Written request =>
How many of the lines below contain the string "sign"? Reply with the number alone.

Entries shown =>
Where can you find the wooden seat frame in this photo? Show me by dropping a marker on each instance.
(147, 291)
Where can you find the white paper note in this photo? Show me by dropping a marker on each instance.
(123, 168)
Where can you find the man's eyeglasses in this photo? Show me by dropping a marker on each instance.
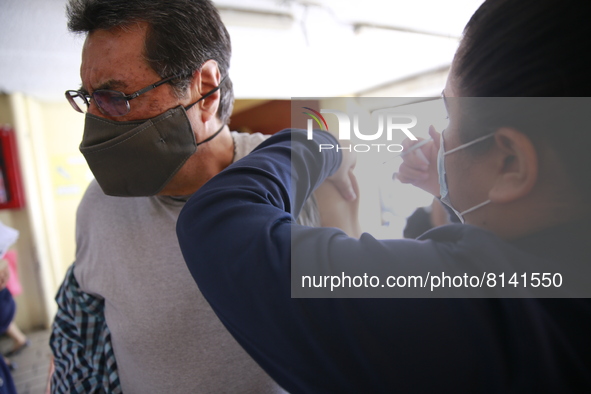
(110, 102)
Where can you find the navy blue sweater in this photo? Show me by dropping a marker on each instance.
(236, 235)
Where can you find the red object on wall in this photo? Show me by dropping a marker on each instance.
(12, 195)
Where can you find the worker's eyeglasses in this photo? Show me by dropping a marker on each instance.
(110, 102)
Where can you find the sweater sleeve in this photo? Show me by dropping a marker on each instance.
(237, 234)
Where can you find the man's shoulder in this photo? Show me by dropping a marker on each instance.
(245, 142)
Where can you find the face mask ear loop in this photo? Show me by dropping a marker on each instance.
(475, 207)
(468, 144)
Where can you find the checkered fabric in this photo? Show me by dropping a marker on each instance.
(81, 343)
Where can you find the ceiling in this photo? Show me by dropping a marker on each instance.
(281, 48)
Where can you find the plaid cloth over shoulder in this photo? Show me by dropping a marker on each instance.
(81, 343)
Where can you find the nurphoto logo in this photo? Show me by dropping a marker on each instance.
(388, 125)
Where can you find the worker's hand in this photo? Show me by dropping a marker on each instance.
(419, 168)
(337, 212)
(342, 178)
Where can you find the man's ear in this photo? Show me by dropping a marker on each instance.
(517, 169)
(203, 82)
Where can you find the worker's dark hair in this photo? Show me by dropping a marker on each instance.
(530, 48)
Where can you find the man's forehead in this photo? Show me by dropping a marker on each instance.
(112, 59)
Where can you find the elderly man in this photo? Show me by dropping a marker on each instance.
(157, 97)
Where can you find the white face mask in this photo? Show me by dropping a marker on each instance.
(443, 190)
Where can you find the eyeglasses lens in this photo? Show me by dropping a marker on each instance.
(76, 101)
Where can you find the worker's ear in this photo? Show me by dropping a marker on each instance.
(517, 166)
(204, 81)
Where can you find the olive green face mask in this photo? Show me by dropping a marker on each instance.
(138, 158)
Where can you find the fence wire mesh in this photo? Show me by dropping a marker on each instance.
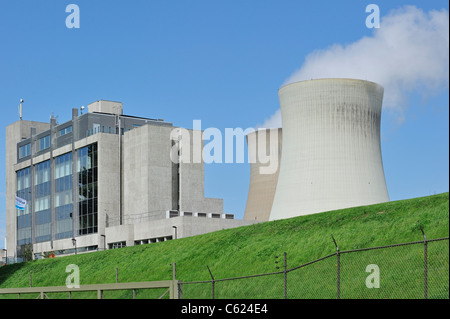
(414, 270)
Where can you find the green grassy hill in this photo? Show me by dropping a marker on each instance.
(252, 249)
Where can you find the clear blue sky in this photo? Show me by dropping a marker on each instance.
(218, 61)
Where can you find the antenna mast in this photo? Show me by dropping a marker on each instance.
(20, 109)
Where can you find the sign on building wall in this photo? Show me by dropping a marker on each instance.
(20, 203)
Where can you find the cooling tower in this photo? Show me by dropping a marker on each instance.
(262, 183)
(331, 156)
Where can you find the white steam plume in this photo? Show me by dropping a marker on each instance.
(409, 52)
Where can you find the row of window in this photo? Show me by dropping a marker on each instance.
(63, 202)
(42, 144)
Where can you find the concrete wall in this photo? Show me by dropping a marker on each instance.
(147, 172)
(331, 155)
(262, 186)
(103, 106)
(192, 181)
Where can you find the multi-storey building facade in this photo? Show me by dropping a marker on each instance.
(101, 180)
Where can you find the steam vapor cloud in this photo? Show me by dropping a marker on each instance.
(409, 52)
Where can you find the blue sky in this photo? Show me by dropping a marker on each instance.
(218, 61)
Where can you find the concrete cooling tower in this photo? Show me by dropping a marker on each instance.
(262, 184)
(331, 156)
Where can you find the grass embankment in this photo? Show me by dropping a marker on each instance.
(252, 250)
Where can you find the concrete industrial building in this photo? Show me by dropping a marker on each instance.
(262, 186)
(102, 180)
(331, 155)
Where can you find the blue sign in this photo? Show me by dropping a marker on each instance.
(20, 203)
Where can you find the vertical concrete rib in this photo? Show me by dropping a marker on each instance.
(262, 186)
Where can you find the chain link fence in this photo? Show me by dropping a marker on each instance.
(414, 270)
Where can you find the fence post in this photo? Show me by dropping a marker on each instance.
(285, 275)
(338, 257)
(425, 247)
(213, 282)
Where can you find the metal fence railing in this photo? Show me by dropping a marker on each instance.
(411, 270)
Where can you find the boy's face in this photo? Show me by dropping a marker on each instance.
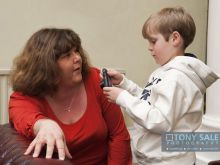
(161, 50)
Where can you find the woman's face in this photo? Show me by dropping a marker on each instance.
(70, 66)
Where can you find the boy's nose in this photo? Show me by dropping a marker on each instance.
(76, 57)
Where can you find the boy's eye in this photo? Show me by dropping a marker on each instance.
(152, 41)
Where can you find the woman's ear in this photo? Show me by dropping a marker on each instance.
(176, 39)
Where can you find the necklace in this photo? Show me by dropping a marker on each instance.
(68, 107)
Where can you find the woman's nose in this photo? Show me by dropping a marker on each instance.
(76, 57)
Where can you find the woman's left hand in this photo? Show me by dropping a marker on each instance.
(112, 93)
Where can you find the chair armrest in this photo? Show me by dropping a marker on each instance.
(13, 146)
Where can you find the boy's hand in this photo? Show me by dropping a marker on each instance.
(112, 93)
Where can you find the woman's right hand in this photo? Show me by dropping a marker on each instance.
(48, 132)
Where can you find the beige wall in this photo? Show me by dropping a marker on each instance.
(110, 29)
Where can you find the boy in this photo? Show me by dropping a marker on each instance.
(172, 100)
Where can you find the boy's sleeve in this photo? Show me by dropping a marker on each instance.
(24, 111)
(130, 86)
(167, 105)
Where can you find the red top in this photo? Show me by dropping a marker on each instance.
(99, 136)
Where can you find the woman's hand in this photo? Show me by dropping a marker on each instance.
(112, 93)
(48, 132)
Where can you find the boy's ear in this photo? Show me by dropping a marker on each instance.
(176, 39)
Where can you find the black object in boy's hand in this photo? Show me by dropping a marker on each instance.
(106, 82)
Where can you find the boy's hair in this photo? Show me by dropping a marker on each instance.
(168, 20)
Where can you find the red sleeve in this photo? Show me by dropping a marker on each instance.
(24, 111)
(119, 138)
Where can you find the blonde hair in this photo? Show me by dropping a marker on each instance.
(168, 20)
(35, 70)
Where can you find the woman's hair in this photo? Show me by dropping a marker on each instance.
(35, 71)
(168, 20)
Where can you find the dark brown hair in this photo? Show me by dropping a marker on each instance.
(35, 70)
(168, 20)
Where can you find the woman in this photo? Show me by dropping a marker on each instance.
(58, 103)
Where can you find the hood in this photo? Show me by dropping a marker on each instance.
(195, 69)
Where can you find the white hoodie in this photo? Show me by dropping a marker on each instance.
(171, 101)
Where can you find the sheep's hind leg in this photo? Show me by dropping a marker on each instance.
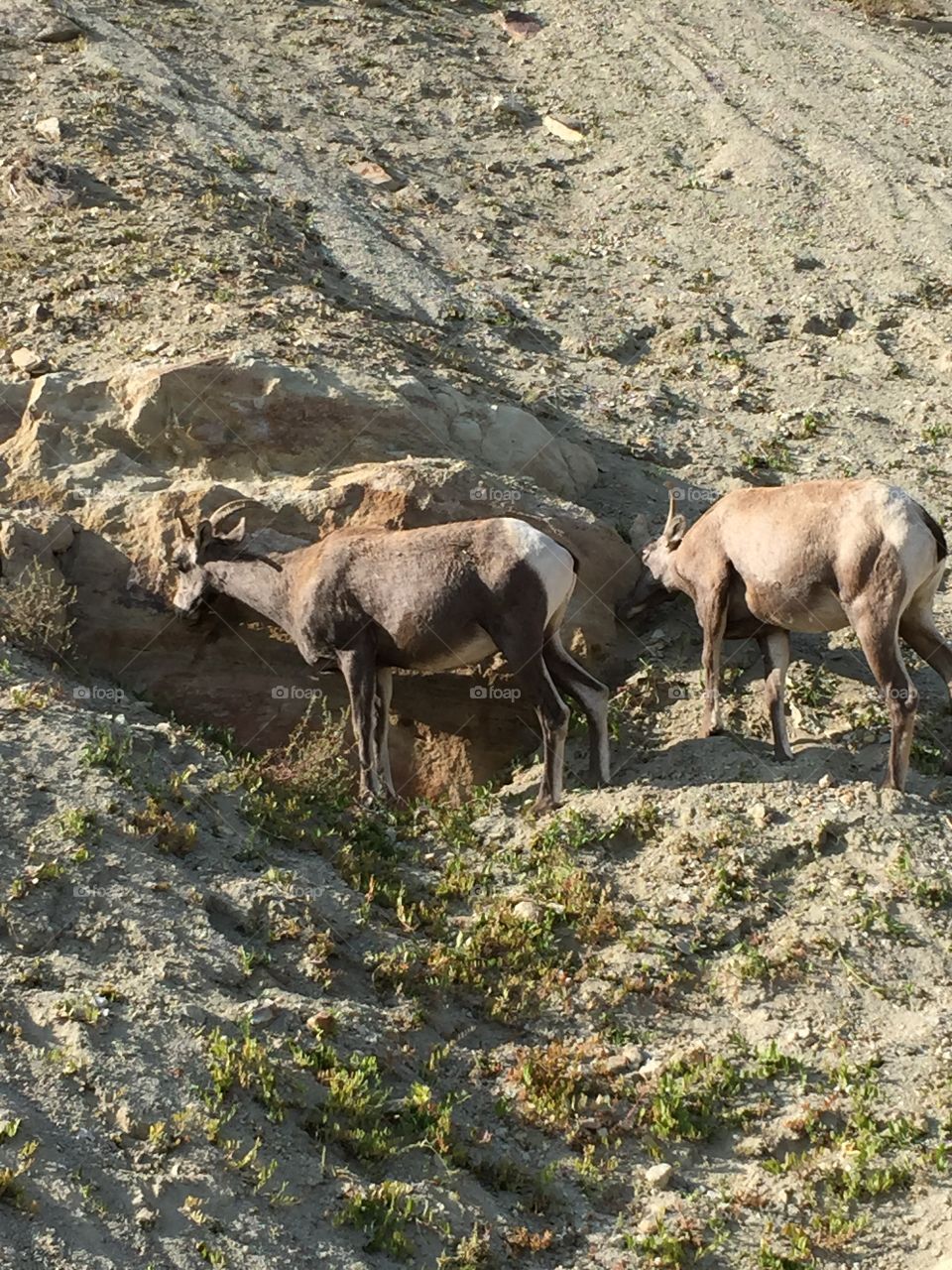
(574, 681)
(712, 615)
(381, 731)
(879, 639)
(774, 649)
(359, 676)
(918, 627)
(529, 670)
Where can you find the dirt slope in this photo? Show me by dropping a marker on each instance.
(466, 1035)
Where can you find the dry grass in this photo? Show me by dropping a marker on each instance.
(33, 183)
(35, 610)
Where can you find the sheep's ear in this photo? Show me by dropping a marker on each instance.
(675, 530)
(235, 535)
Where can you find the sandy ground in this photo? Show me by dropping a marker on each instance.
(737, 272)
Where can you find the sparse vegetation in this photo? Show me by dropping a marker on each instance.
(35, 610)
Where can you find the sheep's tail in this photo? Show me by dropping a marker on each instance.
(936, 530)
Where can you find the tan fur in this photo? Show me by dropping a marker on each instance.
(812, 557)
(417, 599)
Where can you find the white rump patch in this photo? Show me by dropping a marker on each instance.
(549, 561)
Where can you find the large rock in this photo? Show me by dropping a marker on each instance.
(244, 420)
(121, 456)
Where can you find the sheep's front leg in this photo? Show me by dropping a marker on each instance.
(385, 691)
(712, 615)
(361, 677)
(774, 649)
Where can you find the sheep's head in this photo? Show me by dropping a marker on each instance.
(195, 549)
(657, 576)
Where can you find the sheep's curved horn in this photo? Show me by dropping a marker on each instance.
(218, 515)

---

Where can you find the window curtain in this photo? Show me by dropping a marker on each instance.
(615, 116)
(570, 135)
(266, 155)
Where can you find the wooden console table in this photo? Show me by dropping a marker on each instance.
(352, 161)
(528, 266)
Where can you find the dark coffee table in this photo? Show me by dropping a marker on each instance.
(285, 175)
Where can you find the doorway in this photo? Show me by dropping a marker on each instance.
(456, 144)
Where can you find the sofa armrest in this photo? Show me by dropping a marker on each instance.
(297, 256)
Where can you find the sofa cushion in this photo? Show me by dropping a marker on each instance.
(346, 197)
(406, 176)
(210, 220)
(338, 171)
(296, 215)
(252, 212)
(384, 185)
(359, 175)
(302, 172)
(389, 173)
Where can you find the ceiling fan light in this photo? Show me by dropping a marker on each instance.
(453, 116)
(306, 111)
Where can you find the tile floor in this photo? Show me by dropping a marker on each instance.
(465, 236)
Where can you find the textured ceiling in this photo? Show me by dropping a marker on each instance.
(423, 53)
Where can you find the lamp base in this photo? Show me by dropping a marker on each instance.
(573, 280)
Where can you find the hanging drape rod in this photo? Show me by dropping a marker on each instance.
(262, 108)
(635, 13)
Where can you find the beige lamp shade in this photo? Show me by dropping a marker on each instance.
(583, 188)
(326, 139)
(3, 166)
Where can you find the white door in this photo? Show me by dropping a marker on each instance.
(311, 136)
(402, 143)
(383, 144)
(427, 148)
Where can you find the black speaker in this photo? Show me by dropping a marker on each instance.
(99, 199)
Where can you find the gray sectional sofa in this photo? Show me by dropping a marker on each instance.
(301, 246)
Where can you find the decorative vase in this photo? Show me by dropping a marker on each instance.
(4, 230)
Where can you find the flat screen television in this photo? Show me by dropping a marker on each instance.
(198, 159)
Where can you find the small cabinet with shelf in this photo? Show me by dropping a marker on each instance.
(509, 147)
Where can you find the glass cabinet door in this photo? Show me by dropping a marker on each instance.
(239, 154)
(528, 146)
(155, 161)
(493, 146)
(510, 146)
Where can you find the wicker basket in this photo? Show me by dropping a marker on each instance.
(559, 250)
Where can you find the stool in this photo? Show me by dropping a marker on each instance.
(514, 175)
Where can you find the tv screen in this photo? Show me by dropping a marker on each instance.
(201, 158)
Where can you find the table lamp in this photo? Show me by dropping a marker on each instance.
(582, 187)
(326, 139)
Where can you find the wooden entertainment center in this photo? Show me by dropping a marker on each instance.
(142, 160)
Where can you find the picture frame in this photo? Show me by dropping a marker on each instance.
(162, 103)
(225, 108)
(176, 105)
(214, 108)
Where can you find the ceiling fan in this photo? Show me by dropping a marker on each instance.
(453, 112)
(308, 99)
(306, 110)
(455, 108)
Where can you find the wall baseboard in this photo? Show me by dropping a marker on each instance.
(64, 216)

Expected answer =>
2